Data for processing:
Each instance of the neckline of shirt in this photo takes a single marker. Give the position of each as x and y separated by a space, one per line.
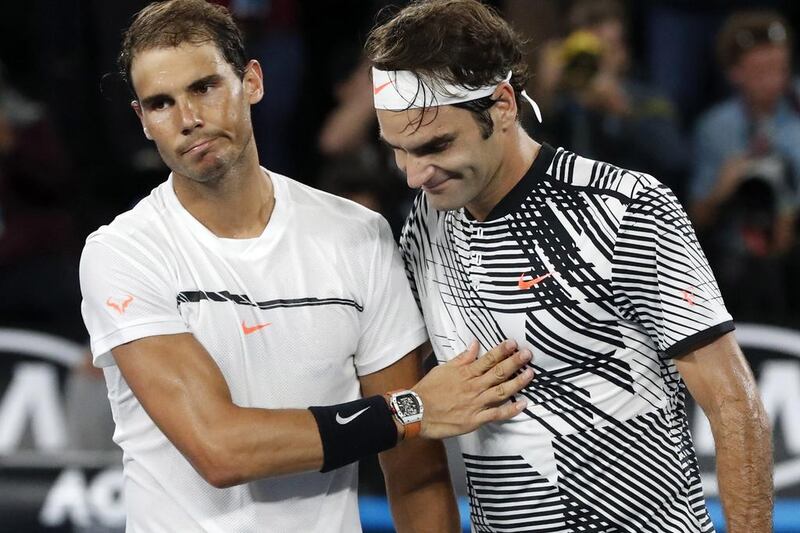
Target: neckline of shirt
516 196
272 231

---

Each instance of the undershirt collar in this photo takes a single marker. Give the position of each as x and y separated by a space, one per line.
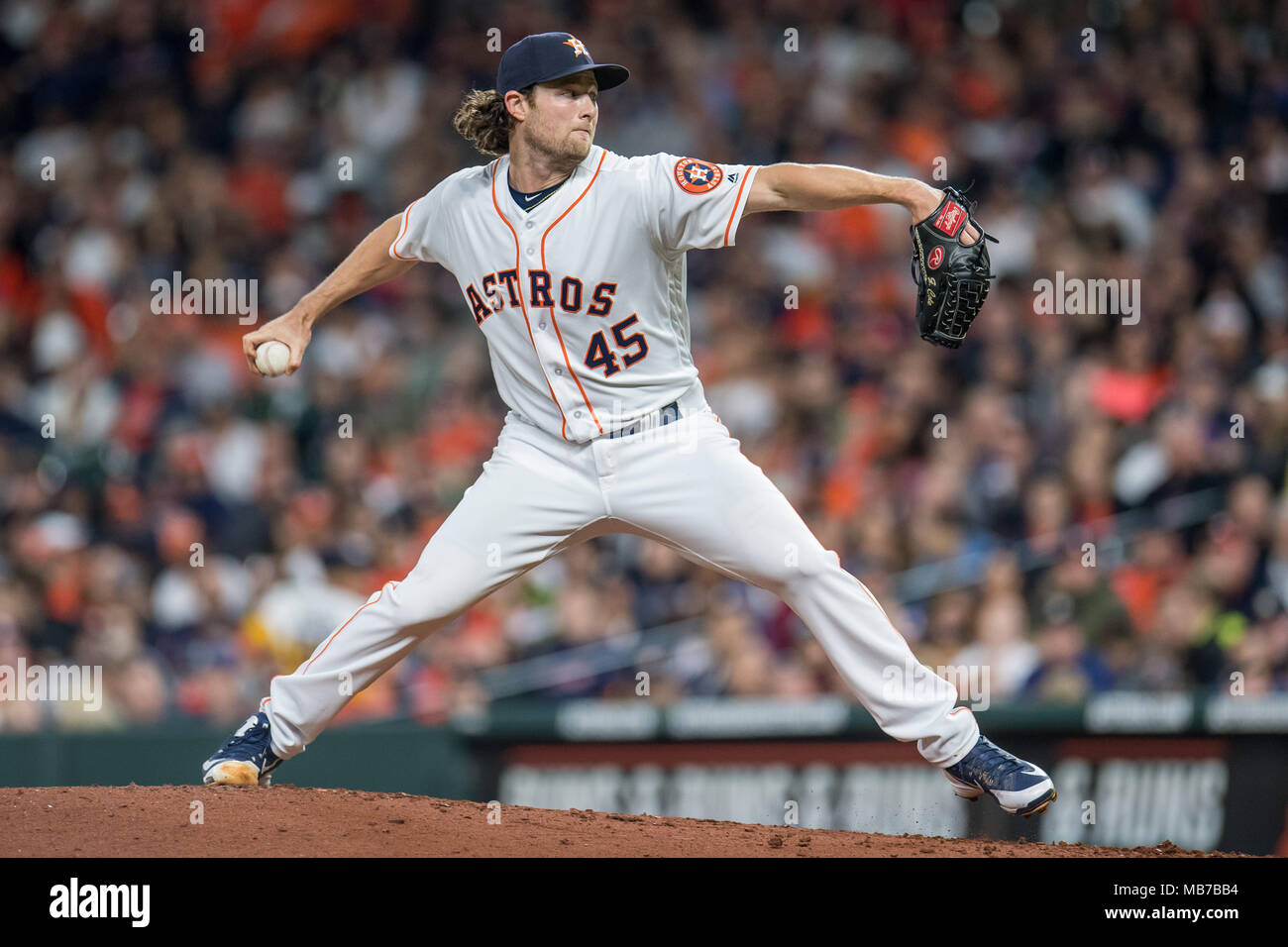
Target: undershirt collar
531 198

What you need to do:
State how many lines in the records above contain the word "takes". Give only the number.

Output:
2